> _REQUIRED WORK_: Reproduce the entries word for word, from the line containing "Return one point per instance of the wall-mounted" through the end of the entries, with both ends included. Leave the pictures out of your copy.

Object position labeling entries
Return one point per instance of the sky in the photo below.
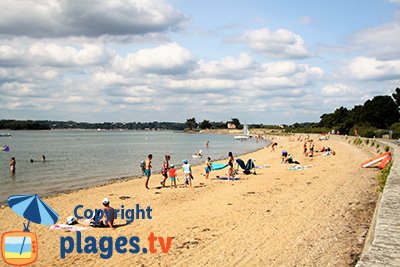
(263, 61)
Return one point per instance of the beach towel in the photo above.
(263, 166)
(226, 178)
(248, 167)
(66, 227)
(298, 167)
(218, 166)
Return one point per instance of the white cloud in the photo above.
(305, 20)
(364, 68)
(338, 90)
(92, 18)
(276, 44)
(381, 41)
(169, 58)
(52, 54)
(226, 67)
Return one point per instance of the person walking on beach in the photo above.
(273, 146)
(208, 167)
(230, 163)
(284, 156)
(147, 169)
(13, 162)
(164, 169)
(187, 172)
(172, 175)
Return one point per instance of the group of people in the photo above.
(168, 170)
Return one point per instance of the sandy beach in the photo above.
(313, 217)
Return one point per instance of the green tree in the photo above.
(236, 122)
(191, 123)
(396, 96)
(205, 124)
(381, 112)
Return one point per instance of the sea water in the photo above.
(82, 158)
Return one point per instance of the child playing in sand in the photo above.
(187, 173)
(147, 169)
(207, 169)
(164, 169)
(172, 175)
(13, 162)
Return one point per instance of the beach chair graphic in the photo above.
(20, 248)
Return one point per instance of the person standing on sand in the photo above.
(273, 146)
(172, 175)
(13, 162)
(164, 169)
(230, 163)
(208, 167)
(147, 169)
(187, 172)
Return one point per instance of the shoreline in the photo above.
(124, 179)
(289, 216)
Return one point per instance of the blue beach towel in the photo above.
(218, 166)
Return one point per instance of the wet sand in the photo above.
(313, 217)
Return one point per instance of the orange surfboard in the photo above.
(375, 160)
(384, 162)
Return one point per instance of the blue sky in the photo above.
(266, 62)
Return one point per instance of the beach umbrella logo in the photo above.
(21, 247)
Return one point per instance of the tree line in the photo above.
(175, 126)
(376, 117)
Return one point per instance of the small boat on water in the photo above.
(245, 135)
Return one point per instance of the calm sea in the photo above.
(81, 158)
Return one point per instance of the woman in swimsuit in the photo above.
(230, 163)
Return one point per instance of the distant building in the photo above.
(231, 125)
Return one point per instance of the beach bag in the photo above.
(143, 165)
(71, 220)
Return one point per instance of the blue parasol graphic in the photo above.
(32, 208)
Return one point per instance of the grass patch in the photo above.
(383, 177)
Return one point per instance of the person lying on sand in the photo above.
(289, 159)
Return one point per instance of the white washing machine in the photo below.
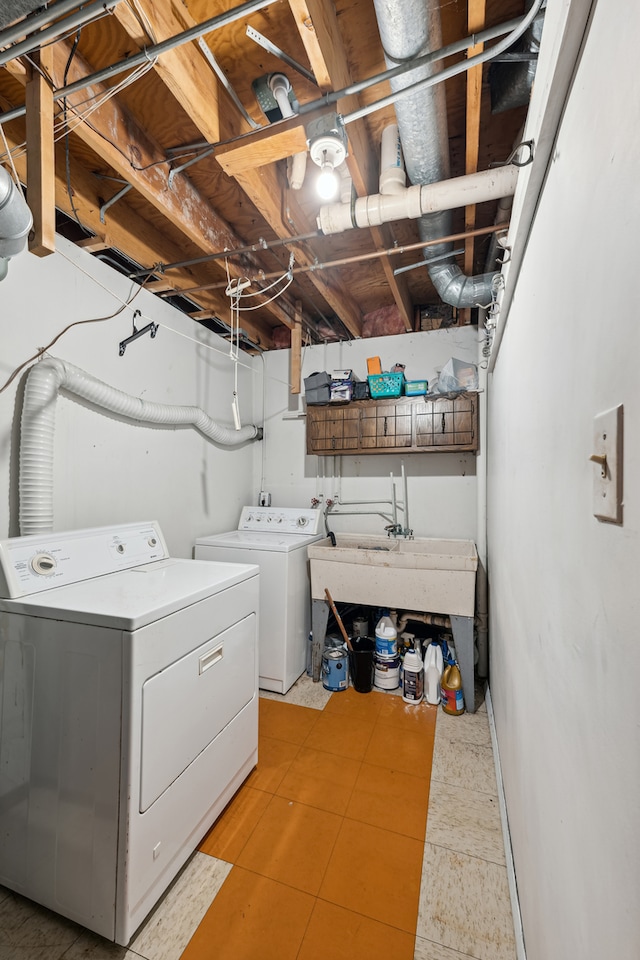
(128, 715)
(276, 538)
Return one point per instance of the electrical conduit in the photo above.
(44, 381)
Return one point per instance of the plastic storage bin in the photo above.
(386, 385)
(317, 388)
(415, 388)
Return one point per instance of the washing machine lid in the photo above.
(133, 598)
(258, 540)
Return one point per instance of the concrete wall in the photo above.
(108, 470)
(565, 658)
(441, 487)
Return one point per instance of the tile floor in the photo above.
(323, 852)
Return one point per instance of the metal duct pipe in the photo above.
(409, 28)
(15, 221)
(38, 426)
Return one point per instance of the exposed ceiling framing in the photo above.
(160, 165)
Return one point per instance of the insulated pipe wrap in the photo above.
(44, 381)
(15, 218)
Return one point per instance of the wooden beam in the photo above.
(115, 136)
(263, 189)
(295, 366)
(184, 70)
(40, 153)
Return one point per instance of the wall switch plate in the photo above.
(607, 466)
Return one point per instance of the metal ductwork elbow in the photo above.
(15, 221)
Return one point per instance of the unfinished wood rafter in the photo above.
(184, 69)
(260, 190)
(114, 135)
(296, 352)
(40, 153)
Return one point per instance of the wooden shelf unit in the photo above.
(394, 425)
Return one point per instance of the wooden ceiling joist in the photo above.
(133, 234)
(262, 190)
(40, 152)
(116, 137)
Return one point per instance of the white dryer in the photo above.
(276, 538)
(128, 715)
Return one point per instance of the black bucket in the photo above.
(361, 663)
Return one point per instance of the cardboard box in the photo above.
(341, 391)
(316, 380)
(318, 395)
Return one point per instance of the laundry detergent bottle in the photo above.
(451, 690)
(386, 638)
(412, 675)
(433, 665)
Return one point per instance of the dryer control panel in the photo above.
(44, 561)
(293, 520)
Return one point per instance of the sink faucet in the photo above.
(397, 530)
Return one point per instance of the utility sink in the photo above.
(430, 575)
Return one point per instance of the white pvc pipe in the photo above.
(38, 427)
(419, 199)
(393, 178)
(280, 87)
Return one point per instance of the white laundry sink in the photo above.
(431, 575)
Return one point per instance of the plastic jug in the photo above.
(412, 677)
(386, 638)
(451, 690)
(433, 664)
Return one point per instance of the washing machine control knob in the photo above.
(43, 564)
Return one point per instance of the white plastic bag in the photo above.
(457, 375)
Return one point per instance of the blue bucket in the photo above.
(335, 669)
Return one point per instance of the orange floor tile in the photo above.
(326, 835)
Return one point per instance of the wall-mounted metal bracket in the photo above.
(224, 80)
(277, 52)
(151, 329)
(512, 156)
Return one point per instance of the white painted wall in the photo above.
(565, 658)
(108, 470)
(441, 486)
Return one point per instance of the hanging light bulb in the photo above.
(327, 149)
(327, 182)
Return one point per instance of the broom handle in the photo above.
(338, 619)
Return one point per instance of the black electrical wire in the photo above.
(67, 159)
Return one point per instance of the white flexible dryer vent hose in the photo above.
(38, 427)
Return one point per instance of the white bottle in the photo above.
(433, 664)
(412, 677)
(386, 638)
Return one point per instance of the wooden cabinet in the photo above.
(402, 425)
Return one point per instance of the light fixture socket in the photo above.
(327, 141)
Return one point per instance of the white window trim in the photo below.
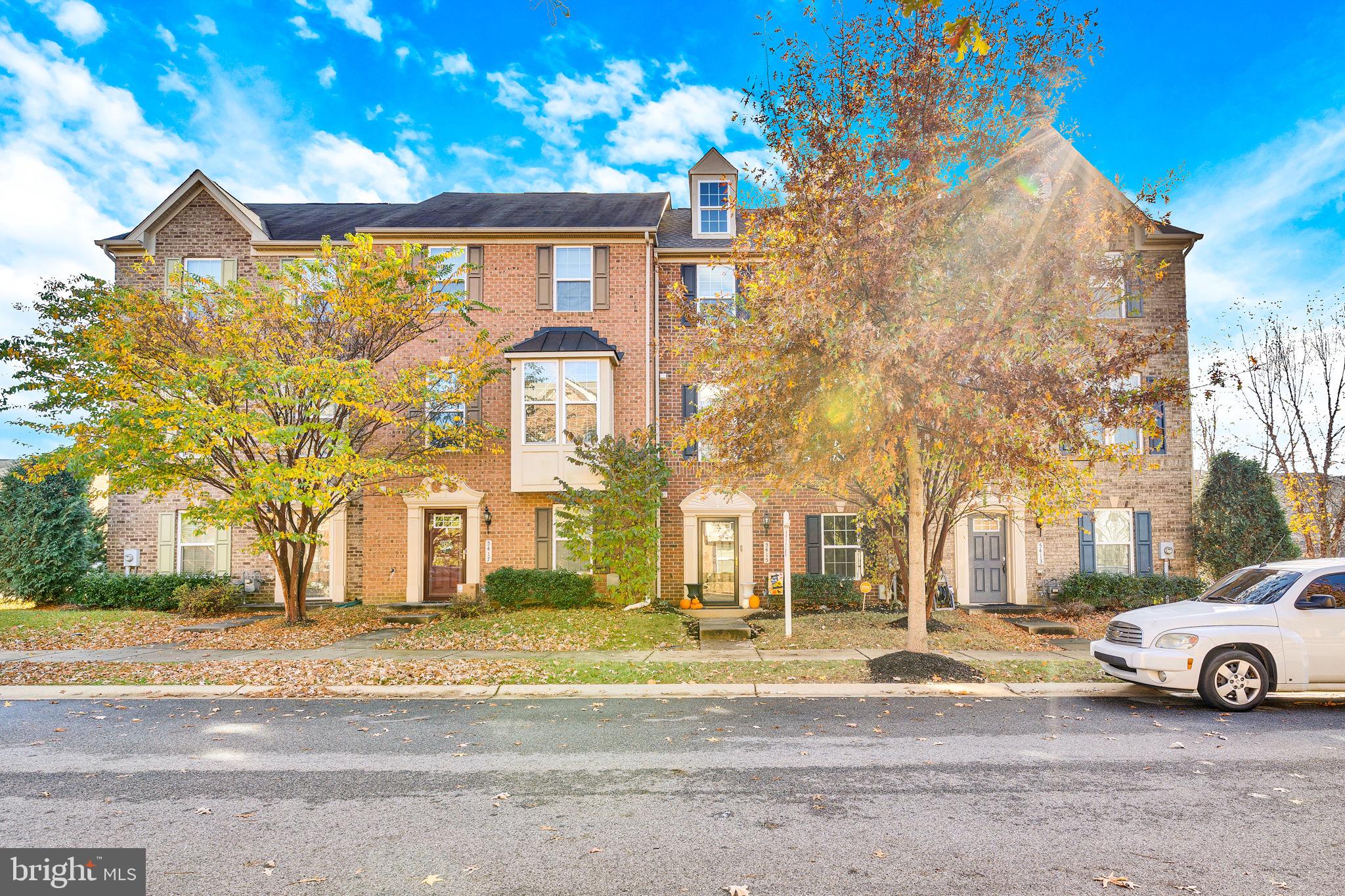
(695, 206)
(556, 542)
(460, 278)
(858, 551)
(560, 402)
(210, 543)
(1115, 285)
(557, 280)
(1098, 542)
(202, 258)
(717, 299)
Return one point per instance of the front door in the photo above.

> _WRITTEN ANSWER_:
Return one point per instance of the wall-mounted metal bracket in the photo above.
(224, 80)
(277, 52)
(151, 329)
(512, 156)
Return one point per instance of the white painted wall in the photo above.
(565, 658)
(108, 470)
(441, 486)
Return one point per instance of the hanging light bulb in the photo above.
(327, 149)
(327, 182)
Return one point per instance of the broom handle in the photo above.
(338, 619)
Return one point per instance of the black electrical wire in the photo above.
(67, 159)
Return one point per instance of the white flexible dryer vent hose in the photo above.
(38, 427)
Return one point per instance of the white bottle in the photo above.
(433, 664)
(412, 677)
(386, 638)
Return one point per instance of the wooden cabinet in the photo above.
(402, 425)
Return one point per instance of the light fixture socket in the photo above.
(327, 141)
Return one point per instance of the white window trim in the photo below.
(695, 206)
(556, 542)
(460, 278)
(858, 551)
(560, 402)
(210, 543)
(1115, 285)
(557, 280)
(1098, 542)
(202, 258)
(717, 299)
Return one point per instance of the front door in the photo above.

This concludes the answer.